** Start Dataset content **

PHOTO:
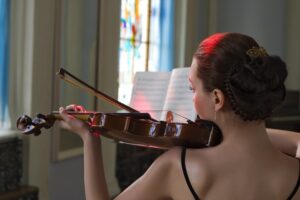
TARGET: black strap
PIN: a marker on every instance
(186, 175)
(296, 186)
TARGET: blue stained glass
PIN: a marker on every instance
(4, 60)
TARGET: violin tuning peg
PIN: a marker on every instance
(37, 133)
(41, 116)
(23, 122)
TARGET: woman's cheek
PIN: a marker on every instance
(197, 104)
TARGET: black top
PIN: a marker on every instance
(195, 194)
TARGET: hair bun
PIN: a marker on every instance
(261, 81)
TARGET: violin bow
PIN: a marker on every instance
(73, 80)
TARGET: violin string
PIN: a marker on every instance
(171, 111)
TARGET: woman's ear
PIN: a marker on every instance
(218, 99)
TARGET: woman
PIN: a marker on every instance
(236, 84)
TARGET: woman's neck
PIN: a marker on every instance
(236, 130)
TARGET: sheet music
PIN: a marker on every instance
(179, 97)
(149, 92)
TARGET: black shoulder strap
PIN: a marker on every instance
(186, 175)
(296, 186)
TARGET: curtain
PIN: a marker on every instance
(4, 59)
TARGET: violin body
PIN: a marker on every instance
(133, 128)
(136, 129)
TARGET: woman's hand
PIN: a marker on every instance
(69, 122)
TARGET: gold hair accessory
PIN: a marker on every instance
(256, 52)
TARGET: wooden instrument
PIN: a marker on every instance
(133, 128)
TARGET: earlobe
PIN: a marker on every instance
(218, 99)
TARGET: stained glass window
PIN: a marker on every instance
(146, 34)
(4, 62)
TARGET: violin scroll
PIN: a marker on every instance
(34, 126)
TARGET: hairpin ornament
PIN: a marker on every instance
(256, 52)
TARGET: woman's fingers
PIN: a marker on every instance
(71, 123)
(75, 108)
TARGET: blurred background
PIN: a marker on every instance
(104, 42)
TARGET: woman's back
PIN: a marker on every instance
(237, 172)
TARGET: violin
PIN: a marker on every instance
(134, 127)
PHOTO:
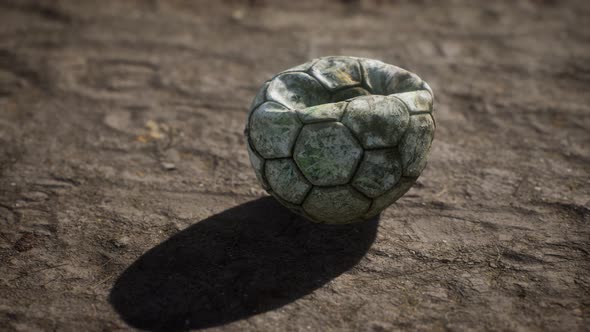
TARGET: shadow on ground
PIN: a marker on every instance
(249, 259)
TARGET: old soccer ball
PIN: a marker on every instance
(338, 139)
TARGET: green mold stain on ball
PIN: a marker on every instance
(338, 139)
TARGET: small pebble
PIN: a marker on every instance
(168, 166)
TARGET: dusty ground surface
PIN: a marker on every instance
(98, 233)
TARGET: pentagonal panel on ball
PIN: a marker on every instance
(336, 205)
(327, 153)
(378, 121)
(321, 113)
(378, 172)
(416, 144)
(337, 72)
(273, 130)
(297, 90)
(419, 101)
(286, 180)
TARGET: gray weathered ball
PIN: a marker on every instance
(338, 139)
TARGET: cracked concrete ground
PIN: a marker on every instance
(127, 199)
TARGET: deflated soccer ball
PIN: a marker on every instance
(338, 139)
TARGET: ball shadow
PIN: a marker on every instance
(249, 259)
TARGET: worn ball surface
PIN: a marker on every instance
(338, 139)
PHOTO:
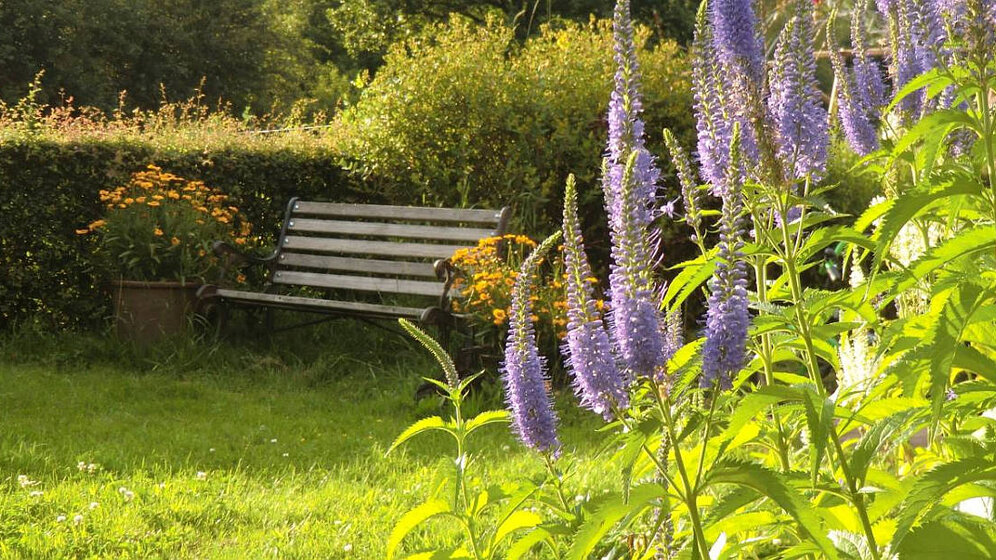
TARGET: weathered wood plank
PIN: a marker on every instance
(388, 229)
(362, 247)
(352, 264)
(304, 303)
(363, 283)
(398, 212)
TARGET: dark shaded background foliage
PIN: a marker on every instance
(258, 55)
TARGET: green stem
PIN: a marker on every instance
(795, 285)
(691, 492)
(761, 276)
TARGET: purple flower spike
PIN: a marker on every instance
(598, 381)
(523, 371)
(858, 117)
(630, 180)
(867, 75)
(737, 40)
(800, 122)
(727, 319)
(713, 126)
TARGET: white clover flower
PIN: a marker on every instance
(126, 494)
(25, 481)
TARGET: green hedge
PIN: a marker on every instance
(49, 188)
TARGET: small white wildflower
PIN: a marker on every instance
(25, 481)
(126, 494)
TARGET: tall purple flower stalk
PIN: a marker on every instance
(858, 98)
(630, 184)
(713, 126)
(598, 382)
(533, 417)
(738, 42)
(794, 103)
(867, 74)
(740, 53)
(727, 318)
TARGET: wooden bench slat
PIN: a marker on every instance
(364, 283)
(304, 303)
(398, 212)
(374, 266)
(388, 229)
(354, 246)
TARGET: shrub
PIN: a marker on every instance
(464, 115)
(160, 227)
(50, 183)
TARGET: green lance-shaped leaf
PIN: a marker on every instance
(449, 368)
(956, 315)
(526, 543)
(694, 273)
(485, 418)
(413, 519)
(881, 432)
(522, 519)
(965, 244)
(929, 125)
(774, 486)
(928, 490)
(611, 512)
(423, 425)
(819, 420)
(905, 208)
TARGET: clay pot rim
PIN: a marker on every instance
(156, 284)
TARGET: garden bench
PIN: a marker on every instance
(345, 253)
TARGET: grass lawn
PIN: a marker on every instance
(199, 451)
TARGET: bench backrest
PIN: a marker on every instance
(375, 248)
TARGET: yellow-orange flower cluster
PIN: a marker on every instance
(153, 188)
(159, 226)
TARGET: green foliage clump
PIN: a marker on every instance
(464, 115)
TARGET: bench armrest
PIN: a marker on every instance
(230, 255)
(446, 272)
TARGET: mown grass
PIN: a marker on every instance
(222, 451)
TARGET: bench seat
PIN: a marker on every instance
(344, 255)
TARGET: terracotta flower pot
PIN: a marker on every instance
(145, 312)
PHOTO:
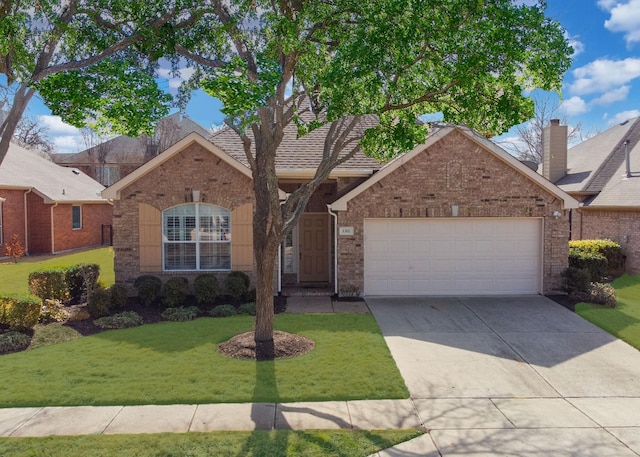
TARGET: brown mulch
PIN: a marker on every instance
(286, 345)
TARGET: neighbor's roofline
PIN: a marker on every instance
(568, 201)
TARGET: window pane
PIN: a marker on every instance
(215, 256)
(180, 256)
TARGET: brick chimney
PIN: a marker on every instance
(554, 151)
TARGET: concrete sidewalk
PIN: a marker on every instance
(86, 420)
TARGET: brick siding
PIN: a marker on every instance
(168, 185)
(455, 170)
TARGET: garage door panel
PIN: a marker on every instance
(449, 257)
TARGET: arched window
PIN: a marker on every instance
(196, 236)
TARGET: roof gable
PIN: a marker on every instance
(499, 153)
(114, 191)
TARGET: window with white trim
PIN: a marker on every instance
(196, 236)
(76, 217)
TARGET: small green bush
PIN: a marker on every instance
(53, 311)
(206, 288)
(602, 294)
(99, 303)
(81, 279)
(181, 314)
(122, 320)
(223, 311)
(19, 312)
(49, 283)
(576, 280)
(149, 288)
(119, 295)
(237, 284)
(13, 342)
(175, 291)
(247, 308)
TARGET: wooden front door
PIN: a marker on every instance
(314, 247)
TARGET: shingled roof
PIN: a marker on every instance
(29, 169)
(597, 167)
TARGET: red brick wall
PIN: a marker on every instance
(93, 217)
(620, 226)
(38, 225)
(12, 216)
(458, 171)
(168, 185)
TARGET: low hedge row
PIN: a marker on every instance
(67, 284)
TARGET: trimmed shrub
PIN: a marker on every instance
(122, 320)
(99, 303)
(19, 312)
(602, 294)
(175, 291)
(247, 308)
(149, 288)
(206, 288)
(49, 283)
(223, 311)
(576, 280)
(237, 284)
(13, 342)
(81, 279)
(181, 314)
(119, 296)
(53, 311)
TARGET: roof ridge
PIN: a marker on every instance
(610, 165)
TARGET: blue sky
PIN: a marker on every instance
(602, 87)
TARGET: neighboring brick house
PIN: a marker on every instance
(457, 215)
(114, 159)
(603, 173)
(51, 208)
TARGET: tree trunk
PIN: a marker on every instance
(8, 127)
(265, 263)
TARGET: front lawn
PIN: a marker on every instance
(177, 362)
(15, 276)
(623, 321)
(338, 443)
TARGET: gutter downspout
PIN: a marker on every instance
(335, 249)
(53, 235)
(26, 218)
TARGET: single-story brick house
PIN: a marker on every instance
(603, 174)
(457, 215)
(51, 208)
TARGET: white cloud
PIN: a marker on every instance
(615, 95)
(602, 75)
(625, 18)
(623, 116)
(607, 5)
(56, 125)
(574, 106)
(68, 143)
(175, 79)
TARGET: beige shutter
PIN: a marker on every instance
(150, 232)
(242, 238)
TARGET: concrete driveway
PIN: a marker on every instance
(512, 376)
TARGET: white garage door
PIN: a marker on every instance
(452, 256)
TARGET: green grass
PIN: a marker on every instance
(280, 443)
(15, 276)
(623, 321)
(177, 362)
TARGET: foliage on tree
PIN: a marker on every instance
(91, 60)
(334, 64)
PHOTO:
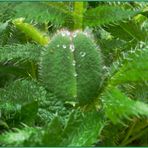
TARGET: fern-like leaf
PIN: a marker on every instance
(118, 106)
(103, 15)
(19, 52)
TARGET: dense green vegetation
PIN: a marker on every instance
(73, 74)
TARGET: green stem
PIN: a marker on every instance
(33, 67)
(78, 15)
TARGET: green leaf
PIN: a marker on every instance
(87, 132)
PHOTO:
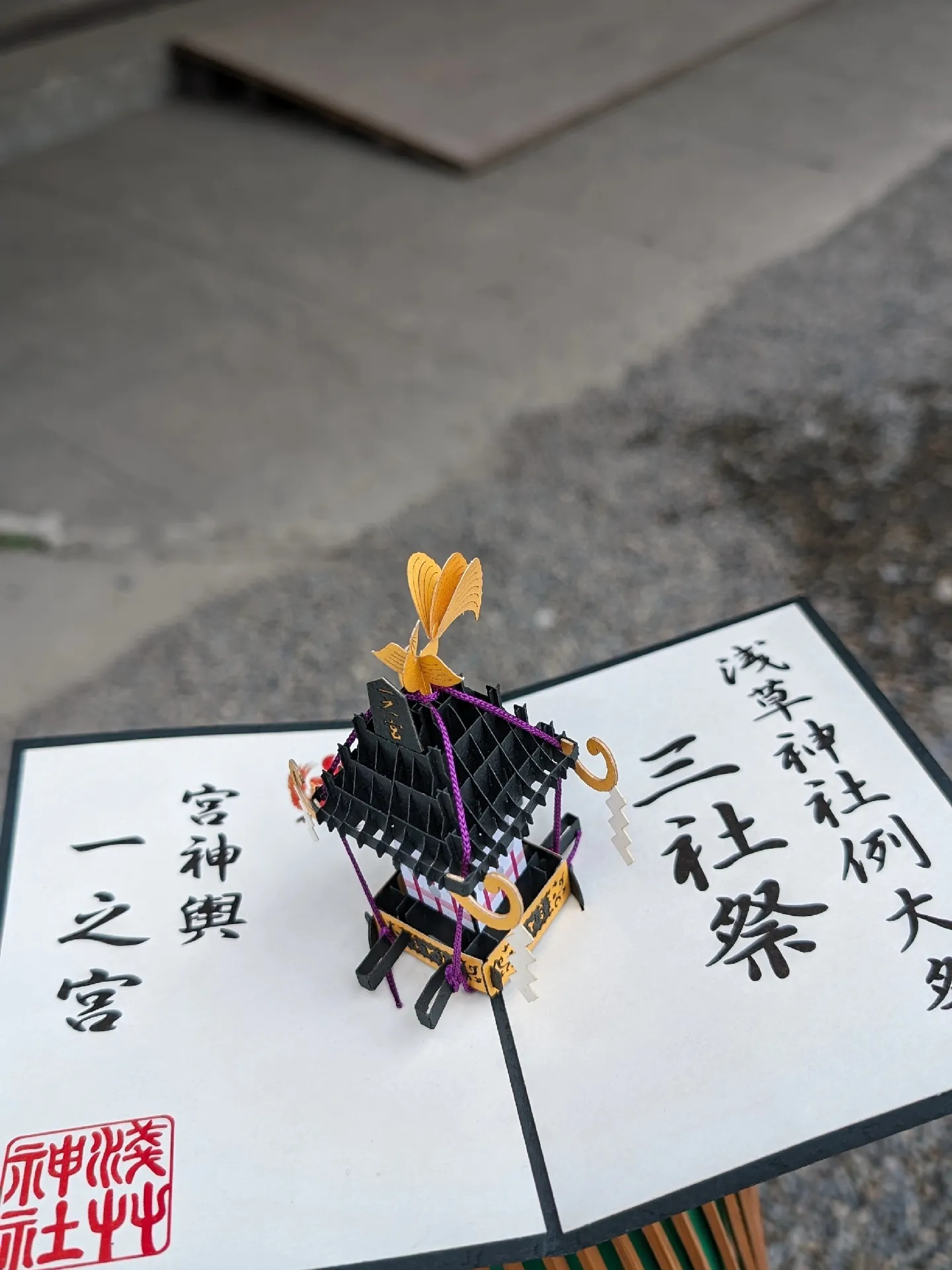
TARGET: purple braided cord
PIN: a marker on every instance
(557, 821)
(377, 916)
(504, 714)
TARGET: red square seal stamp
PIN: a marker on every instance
(88, 1195)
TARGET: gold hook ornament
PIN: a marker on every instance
(594, 747)
(493, 883)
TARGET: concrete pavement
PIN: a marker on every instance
(227, 338)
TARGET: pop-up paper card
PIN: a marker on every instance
(193, 1068)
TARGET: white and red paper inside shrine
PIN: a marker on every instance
(192, 1071)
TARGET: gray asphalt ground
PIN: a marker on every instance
(797, 440)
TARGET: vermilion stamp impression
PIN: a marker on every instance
(88, 1195)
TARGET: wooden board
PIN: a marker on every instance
(469, 83)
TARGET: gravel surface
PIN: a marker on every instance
(799, 440)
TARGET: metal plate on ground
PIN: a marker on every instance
(469, 83)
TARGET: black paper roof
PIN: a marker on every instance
(397, 799)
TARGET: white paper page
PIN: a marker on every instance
(315, 1124)
(648, 1070)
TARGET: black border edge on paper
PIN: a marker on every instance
(555, 1242)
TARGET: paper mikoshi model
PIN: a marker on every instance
(446, 781)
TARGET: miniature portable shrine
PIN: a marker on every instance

** End Dataset content **

◆ Objective: Can you turn the entries above into a numbered list, starting with the line containing "TARGET: metal plate on ground" and going on through the final line of the entries, with any blank lines dropped?

◆ Exercise result:
1. TARGET: metal plate on ground
2. PIN: a marker on every instance
3. (469, 83)
4. TARGET: black paper roof
5. PIN: a marker on every instance
6. (397, 799)
7. TARGET: white paper page
8. PIN: a marker on every instance
9. (315, 1124)
10. (648, 1070)
11. TARGET: black border edge on paper
12. PIN: a marker on every instance
13. (555, 1242)
14. TARGET: paper mikoshi model
15. PIN: a marker on every instance
16. (446, 781)
17. TARGET: miniature portable shrine
18. PIN: a marker on every instance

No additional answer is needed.